PKN-verklaring over Israël meer humanitair dan Bijbels
De kerk is geroepen om Gods Woord te vertolken. De auteurs van de Israëlverklaring van de PKN verwijzen echter niet naar een oudtestamentische belofte of een profetenwoord. Omdat de heldere belofte jegens Israël geen verbinding maakt met de gewenste verklaring?
Op Goede Vrijdag, 29 maart, verscheen er op de website van de Protestantse Kerk in Nederland een verklaring over de huidige situatie in en om Israël. Gezegd moet worden dat ondergetekenden René de Reuver, scriba generale synode PKN, en Jurjen de Groot, directeur Kerk in Actie, hun uiterste best hebben gedaan om een weg van woorden te vinden die recht doet aan uitersten en aan allen. Volharding in opvattingen en verharding leiden niet tot een oplossing en tot vrede, zo is de strekking van hun verklaring. Benoemd worden de barbaarse aanslagen van Hamas en de angst en nood die mensen in Gaza en op de Westoever in de greep houden. Palestijnen zijn hun baan in Israël kwijtgeraakt. De angst in Israël dat ”7 oktober” zich zou kunnen herhalen, wordt verwoord. De gegijzelden worden genoemd.

────────────────

OPDRACHTEN:
**a)** Op welke dag verscheen de verklaring over Israël volgens het fragment op de website van de Protestantse Kerk in Nederland?
**b)** Kloppen deze uitspraken met het fragment? Geef bij elke uitspraak ja of nee en citeer de woorden uit het fragment die de doorslag geven.
(i) René de Reuver en Jurjen de Groot hebben de verklaring ondertekend.
(ii) De auteurs van de verklaring verwijzen naar een profetenwoord.
(iii) De gegijzelden komen in de verklaring aan bod.

AANGELEVERD MATERIAAL:
────────────────

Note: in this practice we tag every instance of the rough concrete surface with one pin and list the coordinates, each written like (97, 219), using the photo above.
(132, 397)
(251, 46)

────────────────

ANTWOORDEN:
**a)** Op Goede Vrijdag, 29 maart.

**b)**
(i) Ja: "ondergetekenden René de Reuver, scriba generale synode PKN, en Jurjen de Groot, directeur Kerk in Actie"
(ii) Nee: "verwijzen echter niet naar een oudtestamentische belofte of een profetenwoord"
(iii) Ja: "De gegijzelden worden genoemd."